## EXERCISE DETAILS
Output the line containing "Could you please spot the doctor's" and all subsequent lines of the listing below, copied exactly, with no other lines.

## SOURCE RECORDS
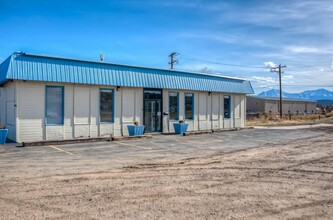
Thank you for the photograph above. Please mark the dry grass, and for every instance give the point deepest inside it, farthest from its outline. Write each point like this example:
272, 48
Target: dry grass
275, 120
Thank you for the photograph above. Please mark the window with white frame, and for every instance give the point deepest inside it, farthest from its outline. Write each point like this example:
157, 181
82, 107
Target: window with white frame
106, 106
189, 104
227, 106
54, 105
173, 106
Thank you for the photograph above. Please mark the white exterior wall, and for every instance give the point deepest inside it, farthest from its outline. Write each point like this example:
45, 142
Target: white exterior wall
81, 111
208, 111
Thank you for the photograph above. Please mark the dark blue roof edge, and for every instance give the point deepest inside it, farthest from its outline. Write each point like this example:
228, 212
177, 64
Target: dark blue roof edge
278, 98
125, 65
4, 68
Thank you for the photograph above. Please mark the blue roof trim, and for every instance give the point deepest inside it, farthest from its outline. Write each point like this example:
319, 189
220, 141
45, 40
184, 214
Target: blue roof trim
24, 66
4, 69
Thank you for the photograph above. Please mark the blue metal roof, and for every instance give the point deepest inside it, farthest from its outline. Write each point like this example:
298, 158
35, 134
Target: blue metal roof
23, 66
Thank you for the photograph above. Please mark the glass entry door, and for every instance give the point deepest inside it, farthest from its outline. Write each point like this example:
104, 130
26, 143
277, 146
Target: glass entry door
153, 110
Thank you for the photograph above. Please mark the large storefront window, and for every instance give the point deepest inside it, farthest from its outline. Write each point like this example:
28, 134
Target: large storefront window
106, 105
54, 105
189, 103
173, 105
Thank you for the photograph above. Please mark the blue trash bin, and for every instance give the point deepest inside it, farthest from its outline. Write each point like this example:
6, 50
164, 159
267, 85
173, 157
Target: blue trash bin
135, 130
180, 128
3, 135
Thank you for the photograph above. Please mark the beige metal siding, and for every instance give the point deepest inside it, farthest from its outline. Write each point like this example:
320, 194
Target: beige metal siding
81, 113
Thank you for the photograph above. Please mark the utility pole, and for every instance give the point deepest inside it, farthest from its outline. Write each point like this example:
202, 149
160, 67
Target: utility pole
172, 59
279, 71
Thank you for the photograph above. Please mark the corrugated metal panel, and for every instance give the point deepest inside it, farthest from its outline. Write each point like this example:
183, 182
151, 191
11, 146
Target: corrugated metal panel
54, 69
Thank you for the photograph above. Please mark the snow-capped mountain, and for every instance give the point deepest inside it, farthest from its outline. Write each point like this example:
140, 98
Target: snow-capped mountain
318, 94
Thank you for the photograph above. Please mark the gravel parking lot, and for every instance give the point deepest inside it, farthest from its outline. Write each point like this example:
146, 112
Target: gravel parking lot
256, 173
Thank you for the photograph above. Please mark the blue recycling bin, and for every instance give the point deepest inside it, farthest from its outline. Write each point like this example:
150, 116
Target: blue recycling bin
135, 130
180, 128
3, 135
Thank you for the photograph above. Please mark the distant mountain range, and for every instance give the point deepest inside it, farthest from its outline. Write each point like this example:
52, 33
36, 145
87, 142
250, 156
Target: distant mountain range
319, 94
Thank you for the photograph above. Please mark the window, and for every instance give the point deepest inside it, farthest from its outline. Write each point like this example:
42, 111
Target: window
106, 105
54, 105
173, 105
189, 99
226, 106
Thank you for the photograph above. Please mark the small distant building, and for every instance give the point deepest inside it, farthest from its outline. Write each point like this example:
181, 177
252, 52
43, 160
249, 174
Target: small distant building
271, 105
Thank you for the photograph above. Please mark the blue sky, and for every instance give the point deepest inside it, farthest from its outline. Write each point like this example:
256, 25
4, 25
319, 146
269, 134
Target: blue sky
206, 34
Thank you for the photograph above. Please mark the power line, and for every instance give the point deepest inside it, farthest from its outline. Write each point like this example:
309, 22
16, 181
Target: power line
172, 59
327, 64
279, 71
224, 64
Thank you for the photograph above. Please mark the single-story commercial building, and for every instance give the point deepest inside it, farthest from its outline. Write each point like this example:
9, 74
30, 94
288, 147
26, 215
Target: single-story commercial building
52, 98
271, 105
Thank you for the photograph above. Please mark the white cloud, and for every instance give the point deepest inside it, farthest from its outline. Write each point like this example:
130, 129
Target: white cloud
270, 64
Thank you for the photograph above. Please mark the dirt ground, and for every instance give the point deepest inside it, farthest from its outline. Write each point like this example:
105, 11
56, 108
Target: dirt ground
284, 181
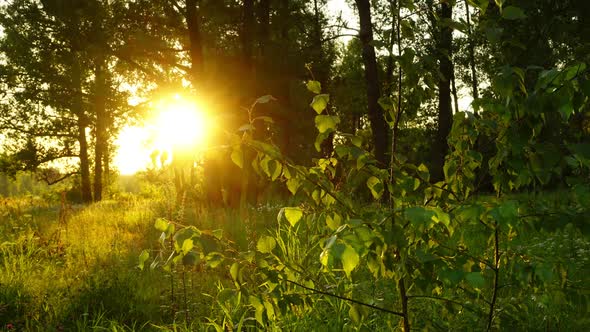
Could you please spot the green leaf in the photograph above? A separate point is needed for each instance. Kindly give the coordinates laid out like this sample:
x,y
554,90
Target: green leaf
x,y
513,13
566,110
143,257
475,279
246,127
266,244
320,102
226,295
293,184
326,123
356,141
265,99
270,312
419,216
350,260
314,86
376,187
187,245
234,270
259,307
424,173
267,119
161,224
293,215
354,314
334,222
214,259
275,168
192,258
217,233
237,156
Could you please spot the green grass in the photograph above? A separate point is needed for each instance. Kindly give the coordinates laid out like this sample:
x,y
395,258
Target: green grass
x,y
75,269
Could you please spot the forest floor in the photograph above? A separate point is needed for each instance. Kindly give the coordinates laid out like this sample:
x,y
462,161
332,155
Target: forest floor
x,y
75,268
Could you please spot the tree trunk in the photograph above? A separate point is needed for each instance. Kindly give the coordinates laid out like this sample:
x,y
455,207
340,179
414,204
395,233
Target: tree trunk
x,y
454,91
193,23
247,34
375,112
471,46
100,130
445,116
77,108
264,28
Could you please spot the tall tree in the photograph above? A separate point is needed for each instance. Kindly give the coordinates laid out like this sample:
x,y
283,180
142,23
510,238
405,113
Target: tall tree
x,y
375,112
445,113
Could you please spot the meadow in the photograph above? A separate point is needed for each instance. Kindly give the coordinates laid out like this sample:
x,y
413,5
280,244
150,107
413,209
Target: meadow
x,y
71,267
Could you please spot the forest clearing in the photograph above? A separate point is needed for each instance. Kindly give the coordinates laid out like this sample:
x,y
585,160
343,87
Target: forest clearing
x,y
287,165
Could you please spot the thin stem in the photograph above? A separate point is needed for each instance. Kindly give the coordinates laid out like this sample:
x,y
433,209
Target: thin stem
x,y
404,297
496,276
186,316
317,291
462,305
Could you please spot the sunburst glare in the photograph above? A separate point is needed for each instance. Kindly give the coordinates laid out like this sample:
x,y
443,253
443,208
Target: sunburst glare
x,y
177,127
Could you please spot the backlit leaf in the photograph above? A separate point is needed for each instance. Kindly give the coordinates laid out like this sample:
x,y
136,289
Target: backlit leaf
x,y
320,102
513,13
376,187
293,215
326,123
314,86
266,244
161,224
350,260
238,157
265,99
143,257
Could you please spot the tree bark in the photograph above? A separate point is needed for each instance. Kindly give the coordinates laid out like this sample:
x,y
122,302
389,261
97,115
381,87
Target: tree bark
x,y
78,110
264,28
100,129
247,34
471,46
193,23
445,116
375,112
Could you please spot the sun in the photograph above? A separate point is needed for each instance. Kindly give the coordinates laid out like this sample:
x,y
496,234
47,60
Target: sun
x,y
178,127
180,124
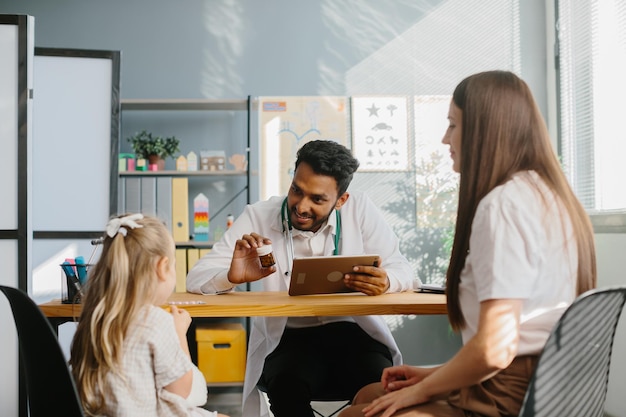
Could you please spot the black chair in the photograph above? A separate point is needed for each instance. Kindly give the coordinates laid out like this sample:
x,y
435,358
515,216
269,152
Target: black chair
x,y
50,387
572,374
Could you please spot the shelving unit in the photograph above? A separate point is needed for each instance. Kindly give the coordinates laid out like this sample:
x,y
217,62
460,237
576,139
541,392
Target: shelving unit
x,y
170,117
173,110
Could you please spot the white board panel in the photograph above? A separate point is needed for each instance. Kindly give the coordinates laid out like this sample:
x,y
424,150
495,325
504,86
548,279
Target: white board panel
x,y
8,125
71,143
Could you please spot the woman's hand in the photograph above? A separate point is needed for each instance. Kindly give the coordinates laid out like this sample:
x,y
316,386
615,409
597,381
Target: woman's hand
x,y
396,400
398,377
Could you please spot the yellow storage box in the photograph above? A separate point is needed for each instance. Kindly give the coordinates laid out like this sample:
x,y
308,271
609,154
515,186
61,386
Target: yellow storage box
x,y
222,352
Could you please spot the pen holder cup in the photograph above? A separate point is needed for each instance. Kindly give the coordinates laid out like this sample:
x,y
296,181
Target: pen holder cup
x,y
71,285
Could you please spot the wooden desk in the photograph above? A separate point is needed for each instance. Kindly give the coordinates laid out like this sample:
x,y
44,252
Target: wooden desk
x,y
272,304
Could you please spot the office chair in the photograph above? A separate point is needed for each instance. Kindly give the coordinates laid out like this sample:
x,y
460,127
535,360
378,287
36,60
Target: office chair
x,y
50,387
572,374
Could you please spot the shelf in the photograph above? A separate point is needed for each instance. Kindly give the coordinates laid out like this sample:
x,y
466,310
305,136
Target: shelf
x,y
184,104
200,173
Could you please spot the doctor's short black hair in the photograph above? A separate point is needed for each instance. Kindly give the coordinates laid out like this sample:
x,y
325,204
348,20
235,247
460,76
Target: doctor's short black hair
x,y
330,158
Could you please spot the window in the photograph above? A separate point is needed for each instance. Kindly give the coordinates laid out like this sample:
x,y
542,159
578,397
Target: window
x,y
591,68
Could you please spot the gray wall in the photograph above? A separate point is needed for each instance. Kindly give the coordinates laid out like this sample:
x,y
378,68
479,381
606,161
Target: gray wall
x,y
231,49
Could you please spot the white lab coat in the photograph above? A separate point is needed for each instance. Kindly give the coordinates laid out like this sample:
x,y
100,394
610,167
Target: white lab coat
x,y
363,230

## WRITTEN SOLUTION
Could you please spot the doctor's short black hair in the photograph above? A separate point is needed for each instance. Kindly give the coordinates laid out like this sample:
x,y
325,204
348,20
235,247
460,76
Target: doctor's short black hair
x,y
330,158
Could you please spot the window in the photograph above? A separate point is needed for each instance. Kindly give the coordinates laid out like this sample:
x,y
542,159
578,397
Target: window
x,y
591,68
Could you please spot the gray wall in the photograph above? A separate point is needed for each instance. Kindly give the coordinates laid out like this sample:
x,y
378,68
479,381
606,161
Target: gray wall
x,y
231,49
Could you please spot the white lab coat in the photograph above? A separate point is needed for each instance. Kindly give the coordinates laid out like this sample:
x,y
100,394
610,167
Target: white lab coat
x,y
363,230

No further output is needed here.